Input records:
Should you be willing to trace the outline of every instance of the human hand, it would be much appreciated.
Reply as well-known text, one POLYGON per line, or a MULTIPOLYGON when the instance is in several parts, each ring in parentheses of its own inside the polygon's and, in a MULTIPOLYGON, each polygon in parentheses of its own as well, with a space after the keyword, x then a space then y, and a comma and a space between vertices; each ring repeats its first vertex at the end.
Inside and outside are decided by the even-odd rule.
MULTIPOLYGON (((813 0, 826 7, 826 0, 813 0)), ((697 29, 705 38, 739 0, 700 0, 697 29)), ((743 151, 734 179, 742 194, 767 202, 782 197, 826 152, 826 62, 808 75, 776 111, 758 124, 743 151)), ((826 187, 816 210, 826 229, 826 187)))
...
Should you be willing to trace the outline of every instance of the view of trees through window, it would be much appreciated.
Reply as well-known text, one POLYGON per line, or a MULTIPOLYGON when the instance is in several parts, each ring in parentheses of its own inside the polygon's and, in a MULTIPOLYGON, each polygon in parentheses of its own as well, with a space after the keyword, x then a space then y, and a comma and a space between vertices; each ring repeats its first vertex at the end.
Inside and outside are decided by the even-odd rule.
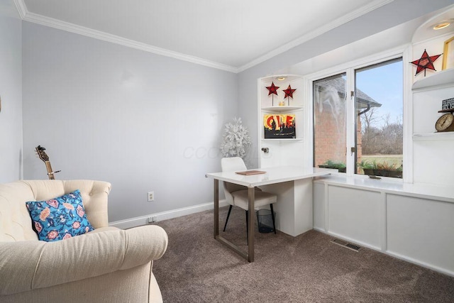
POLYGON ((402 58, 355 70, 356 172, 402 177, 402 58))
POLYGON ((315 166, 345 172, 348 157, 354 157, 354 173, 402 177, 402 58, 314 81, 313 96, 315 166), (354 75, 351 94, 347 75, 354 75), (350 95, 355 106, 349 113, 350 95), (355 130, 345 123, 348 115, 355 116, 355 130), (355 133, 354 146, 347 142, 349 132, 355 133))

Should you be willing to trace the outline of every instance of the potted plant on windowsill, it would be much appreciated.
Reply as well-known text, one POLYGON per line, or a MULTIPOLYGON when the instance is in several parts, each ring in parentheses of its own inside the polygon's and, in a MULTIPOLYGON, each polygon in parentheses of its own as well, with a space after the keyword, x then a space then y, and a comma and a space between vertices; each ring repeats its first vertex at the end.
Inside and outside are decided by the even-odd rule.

Required task: Could you set down, word for word, the lines running from the one containing "hand, it would be much appreciated." through the one containing "MULTIPOLYGON (((813 0, 826"?

Output for this exercise:
Should you be willing to trace the outline of every instance of the human hand, it would be much appreciated.
Reply as well-known text, one POLYGON per line, or a MULTIPOLYGON when the instance is in several parts, each ring in parentheses of its own inside the polygon's and, in a MULTIPOLYGON, each polygon in parentheses of its own as well, with a space after the keyword, x then a space then y, and a comma and a space between vertices; each ring repeats its first vertex at the end.
Inside and outside are decided by the even-odd rule.
MULTIPOLYGON (((813 0, 826 7, 826 0, 813 0)), ((697 29, 705 38, 739 0, 700 0, 697 29)), ((743 151, 734 179, 742 194, 767 202, 782 197, 826 152, 826 62, 808 75, 776 111, 758 124, 743 151)), ((826 187, 816 210, 826 229, 826 187)))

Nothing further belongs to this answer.